找M460開發版的2根空的 I2C

由上圖可以知道 I2C Pin角選

PA5 SCL 板上 PIN75

PA4 SDA 板上 PIN76

BSP 包 直接用 I2C_MultiBytes_Master

/* Slave address */

g_u8DeviceAddr = 0x46;

BH1750的 ID 是 0x46 (包含第8個 bit)

I2C_WriteByte(I2C0, device ID (不包含第8個bit), 要傳的命令)

I2C_WriteByte(I2C0, 0x23, 0x10);

這裡命令 0x10 是參考下圖

//I2C_ReadByte(I2C0, device ID (不包含第8個bit));

//r = I2C_ReadByte(I2C0, 0x23);

讀到幾個byte = I2C_ReadMultiBytes(I2C0, device ID 不包含第8個bit, 放個陣列ReadData 會存到回到ReadData, 讀取長度len = 2 )

receive_byte = I2C_ReadMultiBytes(I2C0, 0x23, ReadData, 2);

LA 量測結果

我MCU發送 0x46 (第8bit 值0 方向 write) ID ，並給值 0x10 給 Device

0x46+1 (第8bit 值1 方向 read)Device 回 MCU 2個值 : 0x00 0xC5

實體接線

/**************************************************************************//**
 * @file     main.c
 * @version  V3.00
 * @brief
 *           Show how to set I2C use Multi bytes API Read and Write data to Slave.
 *           Needs to work with I2C_Slave sample code.
 * @copyright (C) 2021 Nuvoton Technology Corp. All rights reserved.
 *****************************************************************************/
#include <stdio.h>
#include "NuMicro.h"

#define PLL_CLOCK       192000000

/*---------------------------------------------------------------------------------------------------------*/
/* Global variables                                                                                        */
/*---------------------------------------------------------------------------------------------------------*/
volatile uint8_t g_u8DeviceAddr;
volatile uint8_t g_au8MstTxData[3];
volatile uint8_t g_u8MstRxData;
volatile uint8_t g_u8MstDataLen;
volatile uint8_t g_u8MstEndFlag = 0;

typedef void (*I2C_FUNC)(uint32_t u32Status);
volatile static I2C_FUNC s_I2C0HandlerFn = NULL;


void SYS_Init(void)

------

任務清單:
1) 請列出原文程式碼中所有宣告為 volatile uint8_t 的全域變數名稱。
2) 用兩句話概述原文。

資料摘錄:
------

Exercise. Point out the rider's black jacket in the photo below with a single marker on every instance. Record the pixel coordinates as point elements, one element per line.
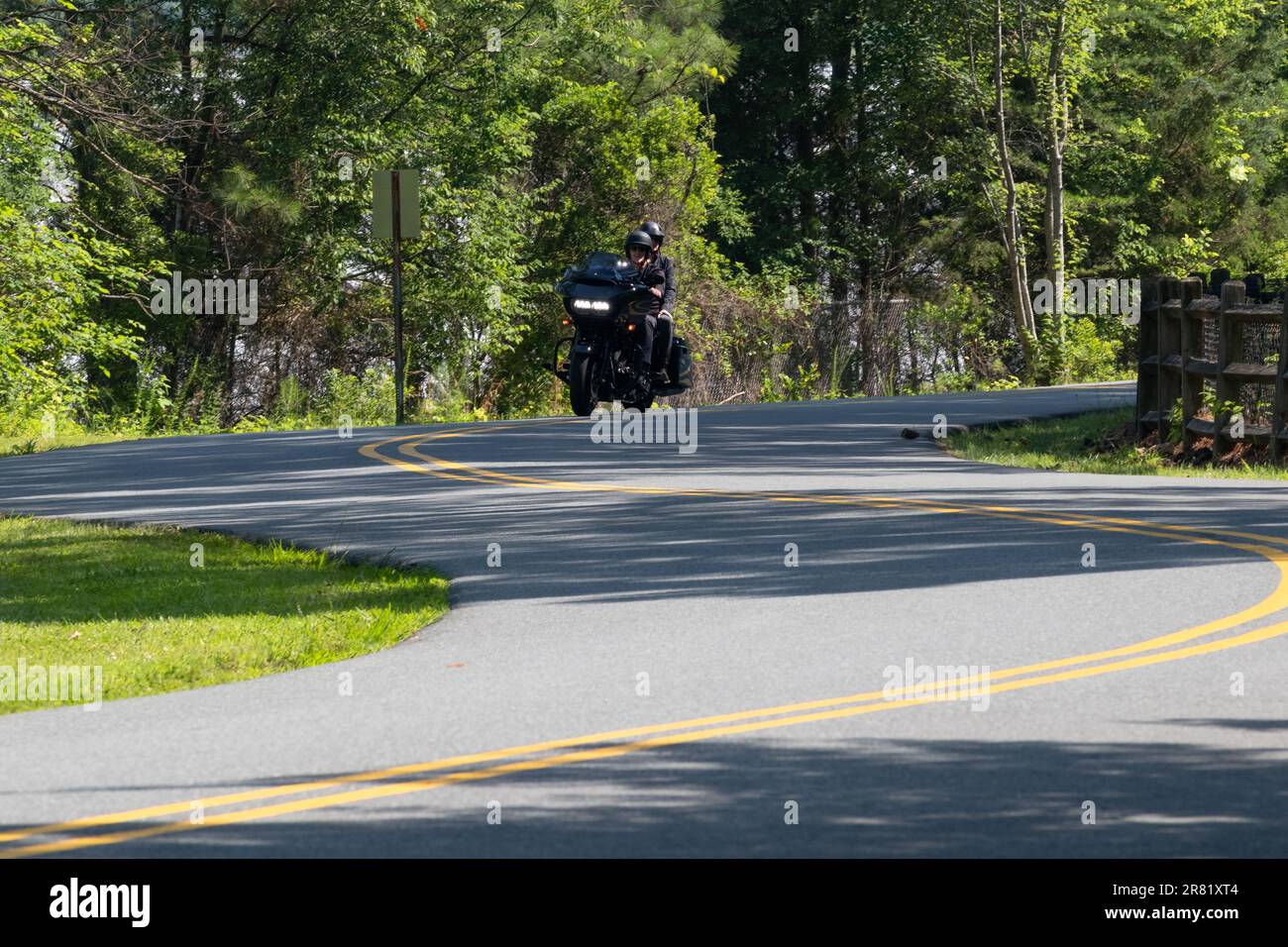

------

各題回答:
1) g_u8DeviceAddr、g_au8MstTxData、g_u8MstRxData、g_u8MstDataLen、g_u8MstEndFlag

2) 原文在 M460 開發板上選用 PA5（SCL，板上 PIN75）與 PA4（SDA，板上 PIN76）作為 I2C 腳位，並直接使用 BSP 包的 I2C_MultiBytes_Master 來存取 ID 為 0x46（包含第 8 個 bit）的 BH1750。程式以 I2C_WriteByte 對 0x23 送出命令 0x10，再以 I2C_ReadMultiBytes 讀取 2 個 byte，LA 量測結果顯示 Device 回給 MCU 0x00 與 0xC5 兩個值。